OUR VIEW: ‘Staggering’ fentanyl crisis strikes far beyond statistics

Published 6:00 am Saturday, April 22, 2023

our view

Those among us who have lost a loved one to an overdose will tell you there are always unanswered questions.

So, too, will those who are watching the whirlpool of addiction engulf a family member or friend, a co-worker or neighbor.

They can tell you who is taking what, where they get their particular poison and when, sometimes to the day, it grabbed hold and refused to let go.

What they can’t always tell you, what can’t be found on a spreadsheet, or in national statistics — or an autopsy — is the why.

Physicians and psychologists, counselors and law enforcement officers can offer their best interpretations of the available facts — honed from years of experience with those for whom using seems no longer like an option.

And when overdoses spike — as Jackson County is experiencing at the moment — the question of “Why?” intensifies within the public at large, even as those same professionals do their best to quell the latest crisis.

The Medford Police Department this week attributed 22 deaths since the start of the year, what it called a “staggering” number, to overdoses, primarily from fentanyl — the highly addictive synthetic opioid described by national health officials as “50 times stronger than heroin.”

Jackson County’s Health & Human Services Department issued an overdose alert at the beginning of April after a slew of fentanyl-related cases that the department’s Tanya Phillips called “the highest number to date, since I began documenting this.”

The public has been alerted to the fentanyl spike — which saw 27 reported overdoses during the first week of April, including six within a 7-hour period April 7 at Providence Medford Medical Center — when the year-to-date average had been eight.

Records excerpted from a collection
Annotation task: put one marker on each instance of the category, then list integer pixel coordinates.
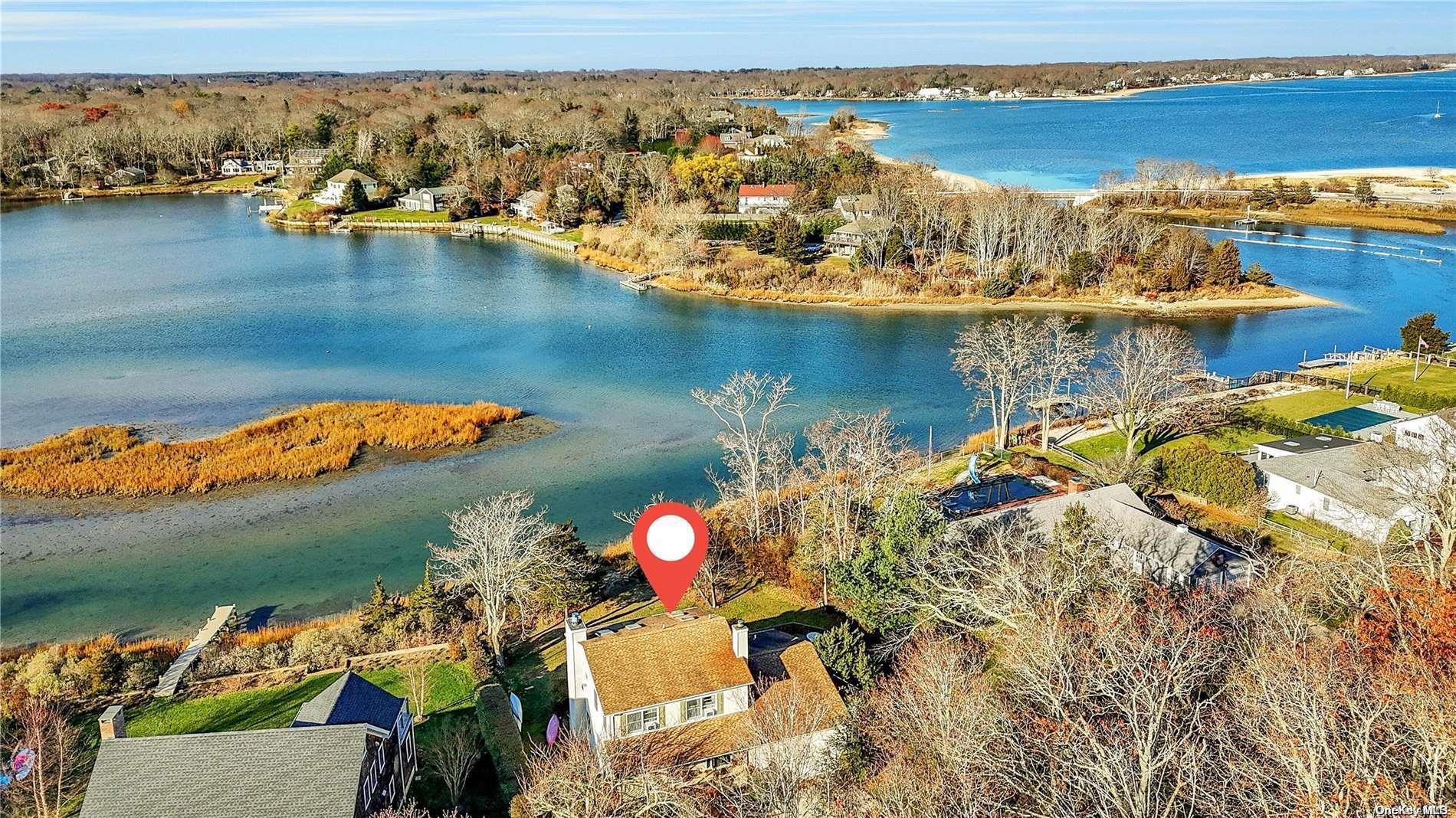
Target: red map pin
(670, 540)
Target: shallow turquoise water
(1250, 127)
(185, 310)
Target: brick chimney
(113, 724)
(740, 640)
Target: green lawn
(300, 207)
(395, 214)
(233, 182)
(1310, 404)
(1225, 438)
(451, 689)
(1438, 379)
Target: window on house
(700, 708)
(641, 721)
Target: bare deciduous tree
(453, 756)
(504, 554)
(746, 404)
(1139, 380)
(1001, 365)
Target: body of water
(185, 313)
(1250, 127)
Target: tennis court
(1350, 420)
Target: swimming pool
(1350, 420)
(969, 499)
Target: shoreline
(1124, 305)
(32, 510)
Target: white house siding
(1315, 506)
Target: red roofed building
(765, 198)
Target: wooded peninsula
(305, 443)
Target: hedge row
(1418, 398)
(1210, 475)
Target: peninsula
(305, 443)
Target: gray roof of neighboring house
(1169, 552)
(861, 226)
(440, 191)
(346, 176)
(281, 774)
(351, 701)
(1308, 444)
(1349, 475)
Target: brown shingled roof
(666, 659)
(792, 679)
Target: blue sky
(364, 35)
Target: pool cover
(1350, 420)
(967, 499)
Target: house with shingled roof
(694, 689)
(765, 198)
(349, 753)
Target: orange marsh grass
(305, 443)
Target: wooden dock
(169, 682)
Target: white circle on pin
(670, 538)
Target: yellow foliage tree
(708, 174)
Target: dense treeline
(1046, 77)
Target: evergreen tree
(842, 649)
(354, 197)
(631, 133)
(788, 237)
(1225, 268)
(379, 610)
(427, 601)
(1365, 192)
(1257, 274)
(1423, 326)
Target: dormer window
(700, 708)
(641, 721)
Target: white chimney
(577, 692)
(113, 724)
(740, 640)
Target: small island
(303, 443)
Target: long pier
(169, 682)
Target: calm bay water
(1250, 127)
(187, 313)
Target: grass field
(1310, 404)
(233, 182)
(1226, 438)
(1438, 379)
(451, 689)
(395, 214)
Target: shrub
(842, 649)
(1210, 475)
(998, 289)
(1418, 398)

...

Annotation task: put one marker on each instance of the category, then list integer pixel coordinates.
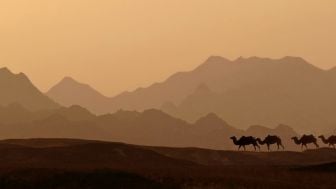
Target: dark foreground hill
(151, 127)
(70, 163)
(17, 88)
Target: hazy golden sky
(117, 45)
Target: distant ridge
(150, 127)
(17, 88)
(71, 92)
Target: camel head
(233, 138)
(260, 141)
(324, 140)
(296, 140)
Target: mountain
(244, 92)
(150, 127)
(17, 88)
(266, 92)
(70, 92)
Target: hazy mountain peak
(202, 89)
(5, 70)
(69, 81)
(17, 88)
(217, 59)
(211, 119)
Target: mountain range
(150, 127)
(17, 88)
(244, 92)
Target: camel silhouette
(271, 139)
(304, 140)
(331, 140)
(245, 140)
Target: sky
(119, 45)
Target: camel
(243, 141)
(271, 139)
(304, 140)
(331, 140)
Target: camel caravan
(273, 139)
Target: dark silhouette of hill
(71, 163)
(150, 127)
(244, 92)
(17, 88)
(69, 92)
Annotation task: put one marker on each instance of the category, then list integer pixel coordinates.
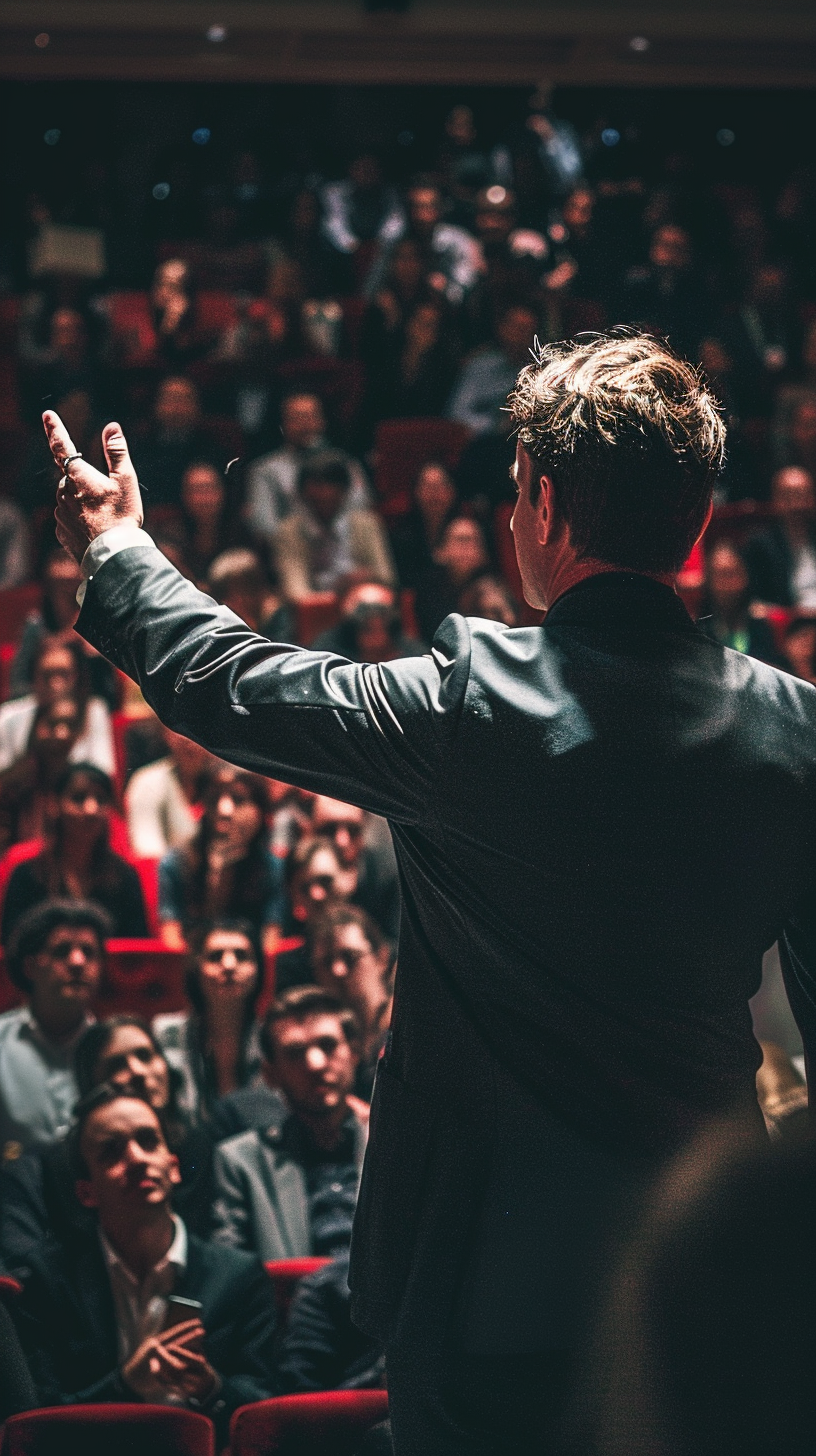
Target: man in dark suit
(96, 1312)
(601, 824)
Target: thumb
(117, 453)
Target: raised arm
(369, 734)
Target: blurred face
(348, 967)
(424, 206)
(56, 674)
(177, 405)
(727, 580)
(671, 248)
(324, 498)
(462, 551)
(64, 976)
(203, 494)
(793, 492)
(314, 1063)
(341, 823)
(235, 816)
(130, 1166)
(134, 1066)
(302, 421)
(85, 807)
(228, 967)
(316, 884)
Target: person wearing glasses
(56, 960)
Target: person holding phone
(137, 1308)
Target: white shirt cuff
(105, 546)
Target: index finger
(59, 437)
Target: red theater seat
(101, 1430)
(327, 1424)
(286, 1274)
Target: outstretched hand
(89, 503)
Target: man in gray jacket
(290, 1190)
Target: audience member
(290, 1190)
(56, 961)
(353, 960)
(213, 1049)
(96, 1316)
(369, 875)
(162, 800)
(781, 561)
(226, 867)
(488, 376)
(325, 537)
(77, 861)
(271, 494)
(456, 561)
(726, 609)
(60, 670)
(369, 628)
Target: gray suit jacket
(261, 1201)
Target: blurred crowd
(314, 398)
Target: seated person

==

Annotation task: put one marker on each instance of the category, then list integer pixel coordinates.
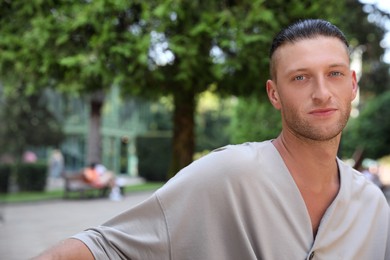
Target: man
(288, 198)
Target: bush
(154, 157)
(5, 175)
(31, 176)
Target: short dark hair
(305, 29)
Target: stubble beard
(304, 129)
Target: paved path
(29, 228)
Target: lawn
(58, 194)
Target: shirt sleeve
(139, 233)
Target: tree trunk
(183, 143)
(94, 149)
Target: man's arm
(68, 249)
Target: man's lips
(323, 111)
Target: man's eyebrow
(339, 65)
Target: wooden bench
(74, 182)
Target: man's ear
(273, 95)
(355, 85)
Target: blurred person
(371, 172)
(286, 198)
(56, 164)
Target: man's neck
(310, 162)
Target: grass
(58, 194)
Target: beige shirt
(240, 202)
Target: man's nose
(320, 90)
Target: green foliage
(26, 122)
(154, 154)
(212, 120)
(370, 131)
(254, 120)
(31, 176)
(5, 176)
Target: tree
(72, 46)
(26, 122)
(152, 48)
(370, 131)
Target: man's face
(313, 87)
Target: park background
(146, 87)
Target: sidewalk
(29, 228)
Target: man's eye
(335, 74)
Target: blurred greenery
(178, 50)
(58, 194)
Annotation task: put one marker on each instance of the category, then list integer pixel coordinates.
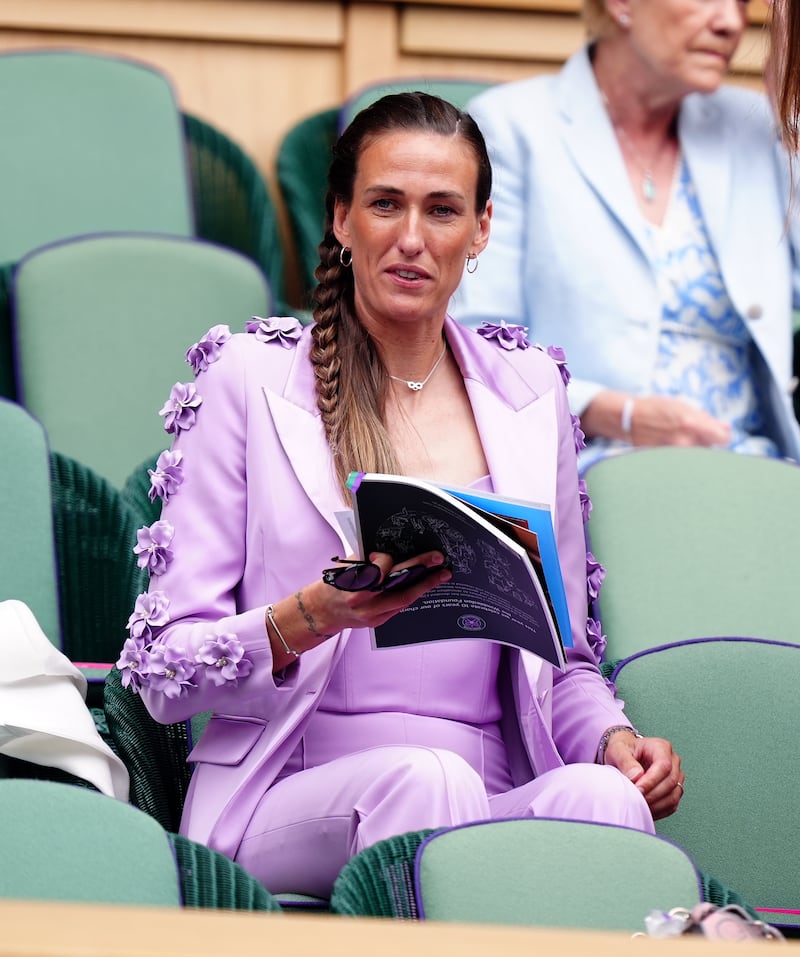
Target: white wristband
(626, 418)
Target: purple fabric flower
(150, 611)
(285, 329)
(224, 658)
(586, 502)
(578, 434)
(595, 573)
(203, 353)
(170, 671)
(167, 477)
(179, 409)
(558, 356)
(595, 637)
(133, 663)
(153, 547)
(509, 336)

APPLY WHAT YOU READ.
(a) Which professions does the editorial say can offer their best interpretations of the available facts?
(b) According to the editorial, how many deaths since the start of the year did the Medford Police Department attribute to overdoses?
(c) Rewrite the part of the editorial that opens with the words "What they can’t" and closes with "the latest crisis.", substituting "chart" for "spreadsheet".
The listing has no connection to the editorial.

RESPONSES IN ORDER.
(a) Physicians, psychologists, counselors, and law enforcement officers.

(b) 22 deaths.

(c)
What they can’t always tell you, what can’t be found on a chart, or in national statistics — or an autopsy — is the why.

Physicians and psychologists, counselors and law enforcement officers can offer their best interpretations of the available facts — honed from years of experience with those for whom using seems no longer like an option.

And when overdoses spike — as Jackson County is experiencing at the moment — the question of “Why?” intensifies within the public at large, even as those same professionals do their best to quell the latest crisis.